#### TEXT EXTRACT ####

Now we have no indications from our customer that either of the 2 remaining rigs will be affected and they should continue working for the balance of the year. So turning back to our planned reduction in capital spending. As Carey mentioned, we reduced our capital spending from $225 million down to $200 million. Let me break this down to $8 million reduction in upgrade capital and a $17 million reduction in our maintenance or sustaining capital. So first, on the sustaining capital reduction, I’ll point out that we usually take advantage of year-end vendor discounts and prebuy drill pipe and other rig components for the coming year. We did that in 2023. We did that again in 2024. And in our 2025 budget, we anticipated a similar year-end investment.

At this point, we removed that from our budget and comment that the remaining $158 million is in line with our initial activity estimates for the year. Regarding the $8 million reduction in upgrade capital, this was a budgeted placeholder for unidentified projects primarily in the United States and international markets. Should either of these markets rebound in 2025, we’ll consider additional upgrade spending but only if the financial returns and contract terms meet our financial thresholds. So now regarding the steps we are taking to reduce our fixed costs and restructure our U.S. operations team. These are very difficult steps for the Precision organization. And certainly, we will miss the dedicated folks who are no longer on our team and I thank them for their many contributions.

####

SET TASKS »
1. According to the capital spending excerpt, by how much was maintenance or sustaining capital reduced?
2. Reproduce the capital spending excerpt word for word from "Now we have" up to and including "similar year-end investment.".

#### EXTRACTED INFORMATION ####

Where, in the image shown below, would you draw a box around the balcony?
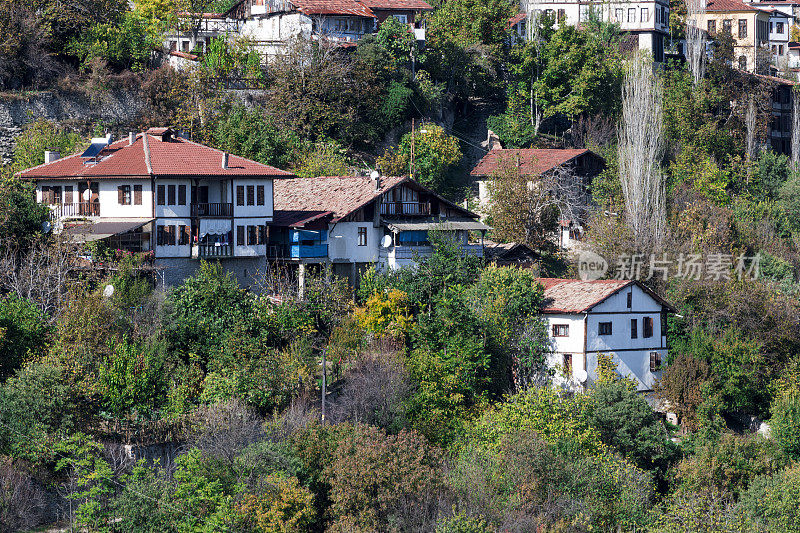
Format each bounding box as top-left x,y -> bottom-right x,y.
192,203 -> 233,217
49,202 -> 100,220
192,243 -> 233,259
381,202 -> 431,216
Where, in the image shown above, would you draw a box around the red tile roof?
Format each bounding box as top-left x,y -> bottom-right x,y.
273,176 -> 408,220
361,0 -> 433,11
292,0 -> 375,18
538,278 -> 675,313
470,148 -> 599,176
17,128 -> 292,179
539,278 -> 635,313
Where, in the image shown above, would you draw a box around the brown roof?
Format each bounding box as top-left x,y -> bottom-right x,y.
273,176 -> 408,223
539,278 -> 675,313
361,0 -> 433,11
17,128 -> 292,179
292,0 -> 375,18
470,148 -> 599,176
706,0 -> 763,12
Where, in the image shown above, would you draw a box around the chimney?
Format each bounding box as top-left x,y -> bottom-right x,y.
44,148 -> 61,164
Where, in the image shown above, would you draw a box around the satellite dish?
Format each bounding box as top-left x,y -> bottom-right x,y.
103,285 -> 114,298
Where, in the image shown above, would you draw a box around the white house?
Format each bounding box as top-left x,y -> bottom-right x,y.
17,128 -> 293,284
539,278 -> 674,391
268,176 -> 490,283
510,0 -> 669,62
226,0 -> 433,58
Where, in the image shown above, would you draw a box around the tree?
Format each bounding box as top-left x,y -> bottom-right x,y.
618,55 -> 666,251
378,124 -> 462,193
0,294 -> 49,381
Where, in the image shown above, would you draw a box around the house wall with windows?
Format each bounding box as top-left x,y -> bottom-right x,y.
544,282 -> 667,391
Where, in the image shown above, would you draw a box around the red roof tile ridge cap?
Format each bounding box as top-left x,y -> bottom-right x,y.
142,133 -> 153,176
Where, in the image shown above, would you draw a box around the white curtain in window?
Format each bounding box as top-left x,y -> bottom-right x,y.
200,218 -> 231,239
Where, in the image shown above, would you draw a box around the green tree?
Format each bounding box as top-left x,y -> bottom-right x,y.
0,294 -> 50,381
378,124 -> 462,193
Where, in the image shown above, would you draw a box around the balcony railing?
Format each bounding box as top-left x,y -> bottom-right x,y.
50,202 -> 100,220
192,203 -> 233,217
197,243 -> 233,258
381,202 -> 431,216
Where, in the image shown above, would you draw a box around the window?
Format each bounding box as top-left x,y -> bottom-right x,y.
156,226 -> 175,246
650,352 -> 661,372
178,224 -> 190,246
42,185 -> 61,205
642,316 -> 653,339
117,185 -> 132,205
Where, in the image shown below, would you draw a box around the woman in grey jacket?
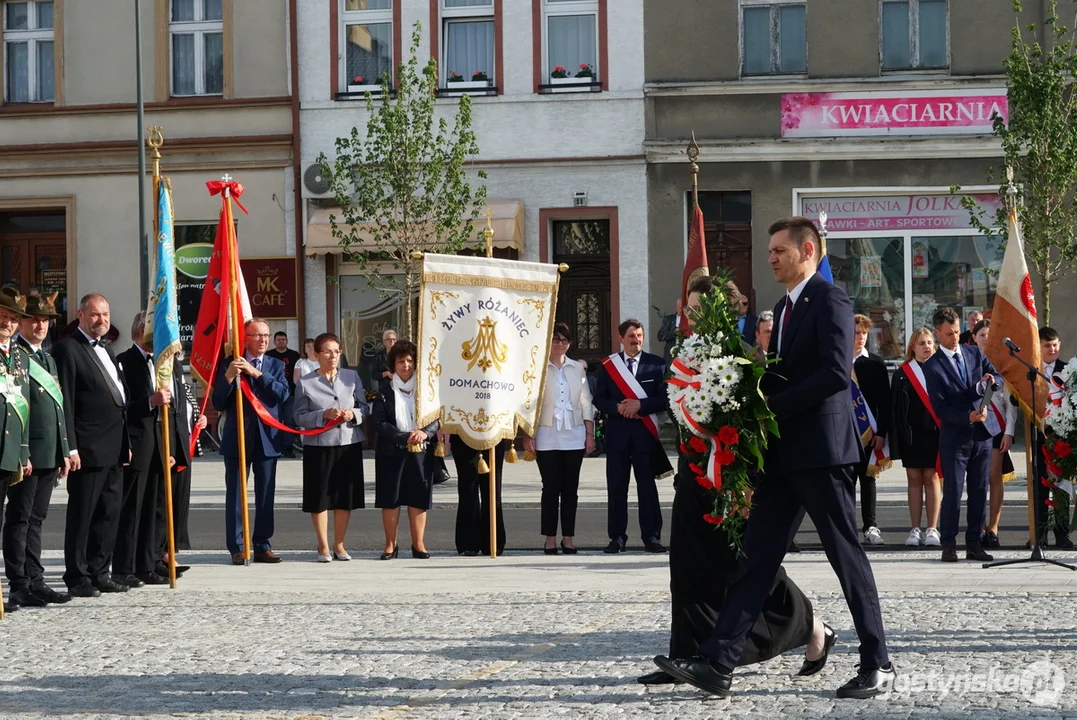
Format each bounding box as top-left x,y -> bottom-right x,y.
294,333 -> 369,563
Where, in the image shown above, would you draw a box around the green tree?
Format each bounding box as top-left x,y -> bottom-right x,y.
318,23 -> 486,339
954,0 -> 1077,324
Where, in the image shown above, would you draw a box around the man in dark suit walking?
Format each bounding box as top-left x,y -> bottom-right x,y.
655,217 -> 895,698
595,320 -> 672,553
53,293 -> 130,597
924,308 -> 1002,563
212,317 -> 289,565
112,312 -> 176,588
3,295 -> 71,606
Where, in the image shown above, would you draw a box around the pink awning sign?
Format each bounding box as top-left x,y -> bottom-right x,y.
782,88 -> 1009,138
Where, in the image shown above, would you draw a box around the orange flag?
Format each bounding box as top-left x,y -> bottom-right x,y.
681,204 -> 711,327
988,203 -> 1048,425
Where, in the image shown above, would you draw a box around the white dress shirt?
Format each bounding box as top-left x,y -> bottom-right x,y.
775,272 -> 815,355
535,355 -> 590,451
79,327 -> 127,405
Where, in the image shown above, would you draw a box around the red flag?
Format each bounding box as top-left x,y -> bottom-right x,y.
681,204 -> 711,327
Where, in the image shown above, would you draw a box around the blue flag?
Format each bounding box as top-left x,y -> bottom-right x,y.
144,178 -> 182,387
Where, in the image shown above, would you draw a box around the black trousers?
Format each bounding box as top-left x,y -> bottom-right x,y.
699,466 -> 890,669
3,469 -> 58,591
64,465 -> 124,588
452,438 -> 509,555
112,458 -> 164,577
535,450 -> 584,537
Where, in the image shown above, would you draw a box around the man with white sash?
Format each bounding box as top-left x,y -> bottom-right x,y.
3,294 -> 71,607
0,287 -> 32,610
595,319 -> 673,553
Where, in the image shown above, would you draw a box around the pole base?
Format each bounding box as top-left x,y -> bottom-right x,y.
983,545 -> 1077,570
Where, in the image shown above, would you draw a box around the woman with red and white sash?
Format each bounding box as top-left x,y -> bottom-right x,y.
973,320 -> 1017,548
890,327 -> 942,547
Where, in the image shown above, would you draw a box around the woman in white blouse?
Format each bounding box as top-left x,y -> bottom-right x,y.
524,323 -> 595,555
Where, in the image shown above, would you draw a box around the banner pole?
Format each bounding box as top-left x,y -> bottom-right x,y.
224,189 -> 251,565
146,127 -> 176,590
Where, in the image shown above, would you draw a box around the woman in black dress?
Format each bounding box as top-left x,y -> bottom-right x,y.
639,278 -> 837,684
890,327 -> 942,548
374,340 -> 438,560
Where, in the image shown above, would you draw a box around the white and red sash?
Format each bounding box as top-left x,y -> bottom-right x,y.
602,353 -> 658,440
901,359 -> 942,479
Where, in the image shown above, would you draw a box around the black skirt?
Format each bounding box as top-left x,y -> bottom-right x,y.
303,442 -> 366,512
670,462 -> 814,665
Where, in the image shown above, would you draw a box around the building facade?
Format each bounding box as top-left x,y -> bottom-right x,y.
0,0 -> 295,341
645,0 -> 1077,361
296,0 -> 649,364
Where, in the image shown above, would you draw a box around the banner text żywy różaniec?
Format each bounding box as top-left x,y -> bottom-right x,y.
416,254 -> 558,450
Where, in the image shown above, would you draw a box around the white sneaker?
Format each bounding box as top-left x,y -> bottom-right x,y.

####

OUTPUTS BY TASK »
1. $17 million

2.
Now we have no indications from our customer that either of the 2 remaining rigs will be affected and they should continue working for the balance of the year. So turning back to our planned reduction in capital spending. As Carey mentioned, we reduced our capital spending from $225 million down to $200 million. Let me break this down to $8 million reduction in upgrade capital and a $17 million reduction in our maintenance or sustaining capital. So first, on the sustaining capital reduction, I’ll point out that we usually take advantage of year-end vendor discounts and prebuy drill pipe and other rig components for the coming year. We did that in 2023. We did that again in 2024. And in our 2025 budget, we anticipated a similar year-end investment.